*** Stored data ***

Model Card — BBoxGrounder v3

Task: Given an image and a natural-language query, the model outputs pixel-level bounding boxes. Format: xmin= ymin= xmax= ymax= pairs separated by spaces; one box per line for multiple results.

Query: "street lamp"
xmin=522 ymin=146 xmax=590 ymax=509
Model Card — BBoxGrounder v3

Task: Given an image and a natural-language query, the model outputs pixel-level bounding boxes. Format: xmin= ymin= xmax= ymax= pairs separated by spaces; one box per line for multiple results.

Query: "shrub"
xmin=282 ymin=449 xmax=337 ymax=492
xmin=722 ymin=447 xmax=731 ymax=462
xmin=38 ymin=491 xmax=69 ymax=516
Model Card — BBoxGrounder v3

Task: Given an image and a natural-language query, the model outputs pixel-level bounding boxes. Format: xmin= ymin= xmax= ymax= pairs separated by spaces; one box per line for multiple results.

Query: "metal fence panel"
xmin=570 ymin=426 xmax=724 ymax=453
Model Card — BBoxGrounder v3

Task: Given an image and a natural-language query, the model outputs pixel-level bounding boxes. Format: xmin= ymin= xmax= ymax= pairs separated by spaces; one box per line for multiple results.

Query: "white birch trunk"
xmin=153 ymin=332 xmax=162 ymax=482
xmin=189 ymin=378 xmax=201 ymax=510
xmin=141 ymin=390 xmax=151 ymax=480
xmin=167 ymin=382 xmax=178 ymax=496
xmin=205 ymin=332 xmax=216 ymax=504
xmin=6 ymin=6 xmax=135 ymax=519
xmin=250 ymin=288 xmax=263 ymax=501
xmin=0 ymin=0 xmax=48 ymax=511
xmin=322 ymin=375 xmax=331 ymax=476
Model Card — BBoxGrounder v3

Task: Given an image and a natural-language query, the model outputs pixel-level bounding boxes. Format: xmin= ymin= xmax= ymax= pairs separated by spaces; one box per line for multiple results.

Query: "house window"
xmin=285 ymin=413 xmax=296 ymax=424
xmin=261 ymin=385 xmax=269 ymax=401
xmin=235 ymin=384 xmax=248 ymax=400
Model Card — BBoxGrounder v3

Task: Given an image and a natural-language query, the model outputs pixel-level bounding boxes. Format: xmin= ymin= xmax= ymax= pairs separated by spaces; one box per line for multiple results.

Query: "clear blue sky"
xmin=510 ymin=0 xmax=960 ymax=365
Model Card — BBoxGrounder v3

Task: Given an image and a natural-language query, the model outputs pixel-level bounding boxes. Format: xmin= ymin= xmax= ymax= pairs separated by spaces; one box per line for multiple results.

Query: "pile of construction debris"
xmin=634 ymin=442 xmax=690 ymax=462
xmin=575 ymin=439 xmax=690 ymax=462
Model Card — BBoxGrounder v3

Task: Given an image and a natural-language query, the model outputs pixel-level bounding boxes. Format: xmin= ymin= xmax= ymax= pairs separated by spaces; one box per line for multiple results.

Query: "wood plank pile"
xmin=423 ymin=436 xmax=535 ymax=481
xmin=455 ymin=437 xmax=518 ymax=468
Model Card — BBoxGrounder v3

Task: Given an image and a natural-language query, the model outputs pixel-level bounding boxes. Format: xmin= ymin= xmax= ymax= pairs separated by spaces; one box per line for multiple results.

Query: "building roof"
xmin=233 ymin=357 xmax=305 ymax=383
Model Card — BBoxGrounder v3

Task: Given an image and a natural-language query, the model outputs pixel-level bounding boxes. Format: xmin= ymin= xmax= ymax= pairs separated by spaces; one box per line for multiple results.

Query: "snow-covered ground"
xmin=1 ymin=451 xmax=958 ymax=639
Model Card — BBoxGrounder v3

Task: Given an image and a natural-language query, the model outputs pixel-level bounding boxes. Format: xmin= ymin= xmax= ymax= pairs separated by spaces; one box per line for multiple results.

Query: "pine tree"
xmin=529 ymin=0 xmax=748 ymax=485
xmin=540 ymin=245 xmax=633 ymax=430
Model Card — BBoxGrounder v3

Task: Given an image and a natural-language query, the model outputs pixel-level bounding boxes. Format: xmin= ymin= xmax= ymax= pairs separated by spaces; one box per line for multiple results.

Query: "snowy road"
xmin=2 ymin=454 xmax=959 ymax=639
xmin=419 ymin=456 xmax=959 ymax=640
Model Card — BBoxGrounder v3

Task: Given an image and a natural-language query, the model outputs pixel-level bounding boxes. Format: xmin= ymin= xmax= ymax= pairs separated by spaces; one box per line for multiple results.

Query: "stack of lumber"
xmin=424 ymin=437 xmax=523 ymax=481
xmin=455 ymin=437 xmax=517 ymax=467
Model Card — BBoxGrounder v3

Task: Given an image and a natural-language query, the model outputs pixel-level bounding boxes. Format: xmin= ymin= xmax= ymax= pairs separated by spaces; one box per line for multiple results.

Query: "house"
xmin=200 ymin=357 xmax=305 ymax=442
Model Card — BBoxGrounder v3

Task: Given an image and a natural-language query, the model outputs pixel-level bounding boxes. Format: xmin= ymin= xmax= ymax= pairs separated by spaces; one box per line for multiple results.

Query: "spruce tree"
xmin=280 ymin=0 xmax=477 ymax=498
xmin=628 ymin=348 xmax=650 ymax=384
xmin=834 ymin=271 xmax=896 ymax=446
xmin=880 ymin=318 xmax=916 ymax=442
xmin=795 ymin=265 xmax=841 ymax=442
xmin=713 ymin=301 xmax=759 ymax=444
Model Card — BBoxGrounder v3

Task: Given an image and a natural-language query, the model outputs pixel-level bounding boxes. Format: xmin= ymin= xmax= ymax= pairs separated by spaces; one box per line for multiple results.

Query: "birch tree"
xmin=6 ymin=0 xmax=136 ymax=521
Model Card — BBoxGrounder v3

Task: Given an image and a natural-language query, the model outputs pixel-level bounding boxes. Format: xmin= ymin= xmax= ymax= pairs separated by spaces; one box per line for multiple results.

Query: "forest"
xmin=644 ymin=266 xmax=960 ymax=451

*** End of Stored data ***

● Task description:
Reproduce the listing above in its entirety, unchanged.

● Solution to this exercise:
Model Card — BBoxGrounder v3

Task: Given an image and a natural-language query, the model outputs pixel-level bounding boxes. Format: xmin= ymin= xmax= ymax= pairs separated by spaces; one box per line for multiple results.

Query: "street lamp"
xmin=522 ymin=146 xmax=590 ymax=509
Model Card — BBoxGrounder v3

Task: Given an image and a natural-language query, the model outputs pixel-level bounding boxes. Format: xmin= ymin= xmax= ymax= pairs separated by spaces; one box per line for multiple results.

Query: "shrub"
xmin=282 ymin=449 xmax=337 ymax=492
xmin=722 ymin=447 xmax=731 ymax=462
xmin=38 ymin=491 xmax=69 ymax=516
Model Card — BBoxGrounder v3

Task: Given an image and a natural-language query, the model outputs pixel-level bounding boxes. Format: xmin= ymin= xmax= ymax= pairs separated by spaces; one box per line for multiple results.

Query: "metal fence panel"
xmin=570 ymin=426 xmax=724 ymax=453
Model Card — BBoxGrounder v3

Task: Given an image and a natural-language query, the model outputs pixel-level bounding boxes. Format: xmin= ymin= xmax= ymax= pairs separated by spaces; one box per line for multiple results.

Query: "white birch trunk"
xmin=153 ymin=332 xmax=162 ymax=482
xmin=189 ymin=378 xmax=201 ymax=510
xmin=141 ymin=390 xmax=151 ymax=480
xmin=167 ymin=382 xmax=178 ymax=496
xmin=205 ymin=332 xmax=216 ymax=504
xmin=6 ymin=6 xmax=135 ymax=519
xmin=250 ymin=288 xmax=263 ymax=501
xmin=0 ymin=0 xmax=48 ymax=511
xmin=322 ymin=375 xmax=331 ymax=476
Model Card — BBoxGrounder v3

Task: Given an image and a natural-language query, the model outputs pixel-level bounding boxes. Format: xmin= ymin= xmax= ymax= pairs separated by spaces; one box per line for multiple results.

Query: "house window"
xmin=285 ymin=413 xmax=296 ymax=424
xmin=261 ymin=385 xmax=269 ymax=401
xmin=235 ymin=384 xmax=248 ymax=400
Model Card — BBoxGrounder v3

Task: Given an image and a natural-language query, the model outputs pixel-level bounding boxes. Format: xmin= ymin= xmax= ymax= pairs separated by spaces; one box per line for multiple results.

Query: "clear blue sky"
xmin=510 ymin=0 xmax=960 ymax=365
Model Card — BBoxGrounder v3

Task: Given an image and a natural-language query, the model outputs pixel-level bounding boxes. Format: xmin= ymin= xmax= ymax= pairs separated by spaces; one box per line for multiple results.

Query: "pile of construction debris"
xmin=634 ymin=442 xmax=690 ymax=462
xmin=575 ymin=439 xmax=690 ymax=462
Model Card — BBoxGrounder v3

Task: Given an image and a natural-language query, the model outputs pixel-level bounding boxes. Format: xmin= ymin= xmax= ymax= pairs separated by spaces; one box per line for multiple results.

Query: "wood plank pile"
xmin=423 ymin=436 xmax=535 ymax=481
xmin=455 ymin=437 xmax=518 ymax=468
Model Card — BBoxGrounder v3

Task: Given an image and a natural-language query, the model outputs pixel-level bounding boxes. Format: xmin= ymin= xmax= ymax= pairs separated by spaces; one box per line for multiple results.

Query: "building roof"
xmin=233 ymin=357 xmax=305 ymax=383
Model Card — BBoxGrounder v3

Task: Given an image and a natural-language query, the model outputs pixel-level bounding boxes. Format: xmin= ymin= xmax= ymax= pairs separated by spaces; one box per line for multiple results.

Query: "snow-covered ground"
xmin=1 ymin=451 xmax=958 ymax=639
Model Card — BBoxGrounder v3

Task: Given an image and a natural-language query, the model outputs pixel-level bounding boxes. Format: xmin= ymin= xmax= ymax= pairs separated by spaces; one box per line for multiple results.

Query: "pine tree"
xmin=529 ymin=0 xmax=748 ymax=485
xmin=540 ymin=245 xmax=633 ymax=430
Model Card — BBoxGrounder v3

Task: Given an image and a natural-language query, the model outputs pixel-level bounding boxes. Format: xmin= ymin= xmax= ymax= pairs separated by spaces; one box per line for multiple results.

Query: "snowy road"
xmin=2 ymin=454 xmax=959 ymax=639
xmin=419 ymin=456 xmax=959 ymax=640
Model Card — BBoxGrounder v3

Task: Given an image and a natural-language query, the model outputs pixel-level bounding boxes. Format: xmin= ymin= xmax= ymax= pairs separated by spaces; one box per line for multiple results.

Query: "stack of lumber"
xmin=424 ymin=437 xmax=523 ymax=481
xmin=455 ymin=437 xmax=517 ymax=467
Model Card — BBoxGrounder v3

Task: Given an image and a natural-language query, the model outputs pixel-level bounding boxes. Format: xmin= ymin= xmax= ymax= pairs separated by spaces; one box per line for multiple results.

Query: "house"
xmin=200 ymin=357 xmax=305 ymax=442
Model Card — BBoxGrounder v3

Task: Given an image and a natural-language query, the model outputs pixel-level bounding boxes. Format: xmin= ymin= xmax= ymax= pairs separated by spaces; one box per line for multiple results.

Query: "spruce tree"
xmin=280 ymin=0 xmax=477 ymax=498
xmin=628 ymin=348 xmax=650 ymax=384
xmin=834 ymin=271 xmax=896 ymax=446
xmin=880 ymin=318 xmax=916 ymax=442
xmin=795 ymin=265 xmax=841 ymax=442
xmin=713 ymin=301 xmax=759 ymax=444
Model Card — BBoxGrounder v3

Task: Given an image and a natural-language query, the model outputs pixel-level bounding boxes. Format: xmin= ymin= xmax= ymax= pairs separated by spaces; one box per line for multiple results.

Query: "birch tree"
xmin=6 ymin=0 xmax=136 ymax=521
Model Card — BBoxGrounder v3

Task: Given an image and a natural-language query, the model outputs pixel-level bounding boxes. Format: xmin= ymin= xmax= ymax= pairs separated by spaces; one box per line for multiple results.

Query: "forest"
xmin=644 ymin=266 xmax=960 ymax=451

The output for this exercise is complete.